### THE PROBLEM
The entries are to be given back verbatim; no picture is to be copied.

Region pointing data
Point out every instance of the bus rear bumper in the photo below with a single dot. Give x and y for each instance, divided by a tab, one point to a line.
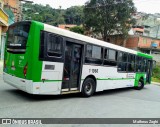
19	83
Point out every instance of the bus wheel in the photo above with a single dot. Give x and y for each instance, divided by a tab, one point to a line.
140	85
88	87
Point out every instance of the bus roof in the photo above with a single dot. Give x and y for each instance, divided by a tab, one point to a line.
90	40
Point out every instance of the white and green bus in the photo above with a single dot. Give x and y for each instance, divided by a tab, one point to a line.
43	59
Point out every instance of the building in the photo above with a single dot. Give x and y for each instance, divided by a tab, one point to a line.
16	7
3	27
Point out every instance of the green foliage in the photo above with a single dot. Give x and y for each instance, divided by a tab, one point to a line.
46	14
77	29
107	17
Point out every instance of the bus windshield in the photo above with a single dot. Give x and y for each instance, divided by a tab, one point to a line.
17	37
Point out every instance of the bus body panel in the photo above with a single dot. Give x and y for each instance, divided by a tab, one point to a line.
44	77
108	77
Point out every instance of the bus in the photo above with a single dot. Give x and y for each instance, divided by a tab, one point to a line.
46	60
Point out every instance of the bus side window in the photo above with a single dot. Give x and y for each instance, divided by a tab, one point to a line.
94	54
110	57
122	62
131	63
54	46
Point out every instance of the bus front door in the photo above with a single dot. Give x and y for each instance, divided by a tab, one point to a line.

### RESULT
Point out every instance of the bus rear bumper in the photo below with a single dot. Give x and y for each instance, divided by a tab, one point to a line.
19	83
Point out every instance of the bus wheel in the photo above with a single dot. Give x and y for each instance, divided by a tab, one point to a line.
140	85
88	87
Point out every instance of the bus roof in the photo above with a single dot. Give x and y for each instance, divided by a tab, one point to a line.
90	40
Point out every instance of the white and green bus in the photo above with a single dot. Give x and y for each instance, divided by a tab, one point to a line.
43	59
Point out every instance of the building in the photo above with a single dot. Give x and y for each instance, divided by a tab, one point to a line.
16	7
3	27
Point out every instance of the green foliage in the photo above with a single dot. Give x and y for each instance, divided by a tab, one point to a line.
46	14
77	29
107	17
Point out every instance of the bus windshield in the photo above with a single dot. Give x and y for each instance, divided by a tab, one point to a line.
17	37
Point out every instance of the bus body panel in the photo above with a single dot. Give x and y for each instance, divided by a tab, one point to a line.
44	77
108	77
Point out every instance of the bus in the photo above with a single dot. Give x and y for each instance, divided by a tab, one point to a line.
46	60
Point out every instance of the bus side window in the photo above with a single dot. Give x and y for each instance, divided by a tab, one point to a line.
94	54
110	57
122	62
131	63
54	46
Point out every instance of the bus front door in the photo above with a single dot. Give x and y for each instance, divided by a tab, one point to a line.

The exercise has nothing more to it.